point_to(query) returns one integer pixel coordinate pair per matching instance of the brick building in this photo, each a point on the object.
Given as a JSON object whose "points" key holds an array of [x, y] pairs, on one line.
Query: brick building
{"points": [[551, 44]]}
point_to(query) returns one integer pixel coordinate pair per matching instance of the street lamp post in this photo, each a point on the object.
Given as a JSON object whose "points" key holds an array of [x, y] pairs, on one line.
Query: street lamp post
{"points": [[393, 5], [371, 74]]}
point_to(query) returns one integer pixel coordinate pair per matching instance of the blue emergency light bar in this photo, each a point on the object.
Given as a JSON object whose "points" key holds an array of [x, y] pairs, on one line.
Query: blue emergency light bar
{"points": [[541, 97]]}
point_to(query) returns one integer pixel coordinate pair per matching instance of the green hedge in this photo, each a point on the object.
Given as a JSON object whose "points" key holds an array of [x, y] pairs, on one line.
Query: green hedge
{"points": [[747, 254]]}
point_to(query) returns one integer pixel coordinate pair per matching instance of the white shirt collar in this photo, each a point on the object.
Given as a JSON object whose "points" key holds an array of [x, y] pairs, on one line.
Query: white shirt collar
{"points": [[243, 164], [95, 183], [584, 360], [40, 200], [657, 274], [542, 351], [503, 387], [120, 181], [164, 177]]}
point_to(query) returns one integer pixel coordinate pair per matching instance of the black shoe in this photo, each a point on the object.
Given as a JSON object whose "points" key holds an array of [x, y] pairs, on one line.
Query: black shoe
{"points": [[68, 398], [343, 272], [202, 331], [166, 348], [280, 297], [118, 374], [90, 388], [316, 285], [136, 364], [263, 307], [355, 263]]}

========

STATED EXERCISE | Reproduce every entry above word for word, keeping each line and character unchanged.

RESPONSE BELOW |
point_to(query) returns one integer pixel coordinate pair per matching instance of the brick building in this photo, each a point on the object.
Given as a JSON object whose "points" key holds an array of [x, y] pairs, on one line.
Query: brick building
{"points": [[551, 44]]}
point_to(query) returns one integer pixel coordinate pair per matching instance of the street lamp post in this photo, each a point on the object.
Given as a JSON object whose "points" key holds an array of [x, y] pairs, on one line.
Query: street lamp post
{"points": [[393, 5], [371, 74]]}
point_to(query) returns one integer pixel coordinate pair per matching instance of the blue emergency light bar in this photo, each a point on the object.
Given as a JSON object whose "points" key holds an array of [x, y] pairs, on one line.
Query: blue emergency light bar
{"points": [[541, 97]]}
point_to(query) returns one integer pixel coordinate pair per matching instance of the green hedge in this photo, each a point on the object.
Given as a JSON object whose "points" key holds an array of [x, y] pairs, on one line.
Query: green hedge
{"points": [[747, 254]]}
point_to(query) returns one integer pixel coordinate pair per matching instance of the white shirt collar in this photo, each a point on the object.
Given as a JSON object whose "points" key holds an array of [x, y] pairs, on one line.
Query: white shirt collar
{"points": [[243, 164], [95, 183], [584, 360], [40, 200], [657, 274], [542, 351], [503, 387], [120, 181], [164, 177]]}
point_to(query) returns one integer pixel coordinate pair per matching instance of the black shoe in this photo, each a point on the object.
Given as a JSON object whose "points" key holds an array of [x, y] pairs, on one line.
Query: black shoe
{"points": [[68, 398], [343, 272], [202, 331], [166, 348], [280, 297], [118, 374], [90, 388], [316, 285], [136, 364], [263, 307], [355, 263]]}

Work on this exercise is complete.